- **What is needed**: Only the number is needed: how many lines of the records include "dipped"?

- **Referring expression pointing data**:

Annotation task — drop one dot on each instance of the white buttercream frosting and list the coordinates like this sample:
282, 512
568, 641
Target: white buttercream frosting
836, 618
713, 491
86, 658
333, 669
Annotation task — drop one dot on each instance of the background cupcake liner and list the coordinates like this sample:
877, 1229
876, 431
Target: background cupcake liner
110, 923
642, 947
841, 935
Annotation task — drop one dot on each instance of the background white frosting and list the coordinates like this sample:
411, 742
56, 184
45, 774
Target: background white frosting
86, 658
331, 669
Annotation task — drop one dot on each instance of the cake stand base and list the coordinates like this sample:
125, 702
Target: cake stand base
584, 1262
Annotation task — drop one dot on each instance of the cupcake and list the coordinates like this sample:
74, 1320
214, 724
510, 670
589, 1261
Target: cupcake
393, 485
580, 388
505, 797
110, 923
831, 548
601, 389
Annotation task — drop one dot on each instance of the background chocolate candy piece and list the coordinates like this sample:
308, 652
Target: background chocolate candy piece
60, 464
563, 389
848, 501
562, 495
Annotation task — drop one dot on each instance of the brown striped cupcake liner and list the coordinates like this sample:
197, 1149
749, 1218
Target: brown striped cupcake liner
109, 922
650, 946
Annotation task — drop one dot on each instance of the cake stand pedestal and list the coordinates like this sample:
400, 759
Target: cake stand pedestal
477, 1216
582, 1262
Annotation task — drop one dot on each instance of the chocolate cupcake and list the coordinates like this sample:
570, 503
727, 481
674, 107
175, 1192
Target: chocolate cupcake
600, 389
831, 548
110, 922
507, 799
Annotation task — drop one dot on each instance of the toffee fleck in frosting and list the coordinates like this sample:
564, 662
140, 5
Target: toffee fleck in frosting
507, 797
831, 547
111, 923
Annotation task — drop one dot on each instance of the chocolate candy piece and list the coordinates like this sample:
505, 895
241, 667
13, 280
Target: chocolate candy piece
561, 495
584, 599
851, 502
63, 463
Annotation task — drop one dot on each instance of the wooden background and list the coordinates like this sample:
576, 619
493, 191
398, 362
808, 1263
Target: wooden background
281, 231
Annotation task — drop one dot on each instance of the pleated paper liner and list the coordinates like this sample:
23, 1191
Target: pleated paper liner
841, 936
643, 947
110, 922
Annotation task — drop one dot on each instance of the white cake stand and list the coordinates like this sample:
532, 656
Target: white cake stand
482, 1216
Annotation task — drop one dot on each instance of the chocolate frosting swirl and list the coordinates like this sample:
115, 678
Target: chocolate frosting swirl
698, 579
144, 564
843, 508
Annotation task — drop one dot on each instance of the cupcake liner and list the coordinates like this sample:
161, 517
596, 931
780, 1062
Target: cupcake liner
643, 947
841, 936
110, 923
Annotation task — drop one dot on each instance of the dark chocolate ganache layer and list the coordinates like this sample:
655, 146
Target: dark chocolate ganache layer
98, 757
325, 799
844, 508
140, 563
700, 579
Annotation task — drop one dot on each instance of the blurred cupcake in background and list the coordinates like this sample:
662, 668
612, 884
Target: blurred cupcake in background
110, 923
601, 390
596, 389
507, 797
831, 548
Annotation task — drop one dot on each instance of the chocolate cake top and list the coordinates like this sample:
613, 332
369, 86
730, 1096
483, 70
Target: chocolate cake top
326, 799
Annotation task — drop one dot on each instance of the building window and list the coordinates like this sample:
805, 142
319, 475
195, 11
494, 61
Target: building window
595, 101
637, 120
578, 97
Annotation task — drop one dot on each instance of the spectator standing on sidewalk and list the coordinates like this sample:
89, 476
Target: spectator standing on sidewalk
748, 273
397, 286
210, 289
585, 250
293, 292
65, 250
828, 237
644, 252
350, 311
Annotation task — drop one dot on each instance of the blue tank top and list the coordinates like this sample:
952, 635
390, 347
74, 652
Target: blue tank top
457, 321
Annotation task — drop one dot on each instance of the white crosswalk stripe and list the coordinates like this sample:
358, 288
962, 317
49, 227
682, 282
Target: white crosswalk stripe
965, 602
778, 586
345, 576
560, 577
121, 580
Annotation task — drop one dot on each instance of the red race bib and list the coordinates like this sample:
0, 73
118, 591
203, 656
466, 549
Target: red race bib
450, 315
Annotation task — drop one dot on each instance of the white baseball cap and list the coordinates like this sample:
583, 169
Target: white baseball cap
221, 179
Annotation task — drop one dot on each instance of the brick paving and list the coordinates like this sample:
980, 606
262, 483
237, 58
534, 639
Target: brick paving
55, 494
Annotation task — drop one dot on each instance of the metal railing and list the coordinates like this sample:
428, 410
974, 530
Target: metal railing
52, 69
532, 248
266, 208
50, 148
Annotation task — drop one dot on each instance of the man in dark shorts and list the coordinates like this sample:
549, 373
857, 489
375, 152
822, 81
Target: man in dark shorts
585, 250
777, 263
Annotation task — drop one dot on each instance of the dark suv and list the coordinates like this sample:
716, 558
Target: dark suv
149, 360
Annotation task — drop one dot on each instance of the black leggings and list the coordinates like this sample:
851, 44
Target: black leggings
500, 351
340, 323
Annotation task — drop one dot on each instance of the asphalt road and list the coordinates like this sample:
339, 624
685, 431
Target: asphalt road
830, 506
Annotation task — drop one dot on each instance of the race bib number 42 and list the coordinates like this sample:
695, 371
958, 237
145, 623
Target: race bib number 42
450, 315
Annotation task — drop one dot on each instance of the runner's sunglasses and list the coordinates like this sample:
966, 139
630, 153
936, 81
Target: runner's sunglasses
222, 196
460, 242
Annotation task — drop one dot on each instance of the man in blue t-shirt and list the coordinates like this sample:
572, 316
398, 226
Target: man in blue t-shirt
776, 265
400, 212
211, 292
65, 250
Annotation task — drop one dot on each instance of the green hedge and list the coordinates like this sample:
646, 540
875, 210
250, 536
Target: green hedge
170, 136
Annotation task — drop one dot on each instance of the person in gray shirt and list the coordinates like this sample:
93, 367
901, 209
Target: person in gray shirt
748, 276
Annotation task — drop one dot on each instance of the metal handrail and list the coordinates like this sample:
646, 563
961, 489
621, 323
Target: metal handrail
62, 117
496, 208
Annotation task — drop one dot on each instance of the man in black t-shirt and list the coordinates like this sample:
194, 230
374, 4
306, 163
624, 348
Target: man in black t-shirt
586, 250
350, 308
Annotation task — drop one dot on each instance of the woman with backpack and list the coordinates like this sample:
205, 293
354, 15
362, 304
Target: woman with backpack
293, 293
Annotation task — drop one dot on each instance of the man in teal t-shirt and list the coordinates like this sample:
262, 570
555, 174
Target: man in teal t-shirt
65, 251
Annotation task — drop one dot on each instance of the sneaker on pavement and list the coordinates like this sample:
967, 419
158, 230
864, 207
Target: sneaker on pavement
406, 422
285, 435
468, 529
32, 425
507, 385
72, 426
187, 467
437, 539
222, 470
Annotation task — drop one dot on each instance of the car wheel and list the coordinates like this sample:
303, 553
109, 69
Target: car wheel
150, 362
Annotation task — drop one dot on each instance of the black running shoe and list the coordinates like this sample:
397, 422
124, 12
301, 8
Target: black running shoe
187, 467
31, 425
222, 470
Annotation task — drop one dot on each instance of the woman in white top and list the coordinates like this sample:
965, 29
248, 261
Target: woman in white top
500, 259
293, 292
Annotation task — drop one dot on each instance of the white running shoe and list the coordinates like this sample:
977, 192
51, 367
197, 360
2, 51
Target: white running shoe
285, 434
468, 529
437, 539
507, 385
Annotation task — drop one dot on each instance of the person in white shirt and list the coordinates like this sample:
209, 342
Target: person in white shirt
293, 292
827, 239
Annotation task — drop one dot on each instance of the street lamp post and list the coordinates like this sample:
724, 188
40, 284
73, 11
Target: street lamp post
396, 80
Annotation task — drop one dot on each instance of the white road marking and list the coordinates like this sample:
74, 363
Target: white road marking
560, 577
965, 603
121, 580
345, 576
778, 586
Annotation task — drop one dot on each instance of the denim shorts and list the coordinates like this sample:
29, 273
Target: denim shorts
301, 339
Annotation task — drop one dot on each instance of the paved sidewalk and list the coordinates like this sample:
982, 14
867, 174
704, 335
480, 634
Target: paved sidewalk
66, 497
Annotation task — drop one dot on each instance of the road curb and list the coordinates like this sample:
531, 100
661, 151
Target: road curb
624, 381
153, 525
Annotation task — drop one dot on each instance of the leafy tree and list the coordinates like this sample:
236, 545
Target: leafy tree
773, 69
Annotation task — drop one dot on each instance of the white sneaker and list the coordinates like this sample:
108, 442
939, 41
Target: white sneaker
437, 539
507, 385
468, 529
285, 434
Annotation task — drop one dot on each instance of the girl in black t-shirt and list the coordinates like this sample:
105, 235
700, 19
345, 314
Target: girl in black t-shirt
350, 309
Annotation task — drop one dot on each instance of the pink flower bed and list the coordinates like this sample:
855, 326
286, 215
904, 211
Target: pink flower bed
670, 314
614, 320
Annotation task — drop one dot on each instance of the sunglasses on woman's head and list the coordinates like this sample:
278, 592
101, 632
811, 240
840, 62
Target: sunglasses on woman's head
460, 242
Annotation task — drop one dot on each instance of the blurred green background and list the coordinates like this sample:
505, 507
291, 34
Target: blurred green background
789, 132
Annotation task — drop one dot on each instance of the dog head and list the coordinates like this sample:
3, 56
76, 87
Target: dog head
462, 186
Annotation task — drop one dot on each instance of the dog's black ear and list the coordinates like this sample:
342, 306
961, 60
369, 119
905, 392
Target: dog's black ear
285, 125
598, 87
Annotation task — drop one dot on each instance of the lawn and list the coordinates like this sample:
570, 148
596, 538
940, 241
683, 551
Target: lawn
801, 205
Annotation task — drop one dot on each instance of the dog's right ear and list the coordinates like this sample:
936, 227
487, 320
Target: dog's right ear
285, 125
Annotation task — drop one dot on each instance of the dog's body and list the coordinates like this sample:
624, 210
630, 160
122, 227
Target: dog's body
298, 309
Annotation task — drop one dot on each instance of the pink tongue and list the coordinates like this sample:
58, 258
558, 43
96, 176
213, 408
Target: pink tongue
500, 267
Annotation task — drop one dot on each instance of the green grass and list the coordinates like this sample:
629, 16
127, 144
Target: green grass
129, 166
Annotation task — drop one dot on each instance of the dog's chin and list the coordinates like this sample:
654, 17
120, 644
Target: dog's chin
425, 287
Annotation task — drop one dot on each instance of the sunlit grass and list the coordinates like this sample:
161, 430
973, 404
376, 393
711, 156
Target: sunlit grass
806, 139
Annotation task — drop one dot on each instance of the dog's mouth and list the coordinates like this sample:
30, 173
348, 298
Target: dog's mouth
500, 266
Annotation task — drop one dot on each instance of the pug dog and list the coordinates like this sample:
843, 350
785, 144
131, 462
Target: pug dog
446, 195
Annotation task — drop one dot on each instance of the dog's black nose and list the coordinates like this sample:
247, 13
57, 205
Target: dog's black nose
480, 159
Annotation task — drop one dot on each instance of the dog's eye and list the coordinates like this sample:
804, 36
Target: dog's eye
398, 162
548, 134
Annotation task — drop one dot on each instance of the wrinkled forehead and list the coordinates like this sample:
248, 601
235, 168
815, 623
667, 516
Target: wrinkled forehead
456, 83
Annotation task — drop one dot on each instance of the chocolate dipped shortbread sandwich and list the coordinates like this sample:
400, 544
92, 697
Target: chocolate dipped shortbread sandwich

- **Your response**: 2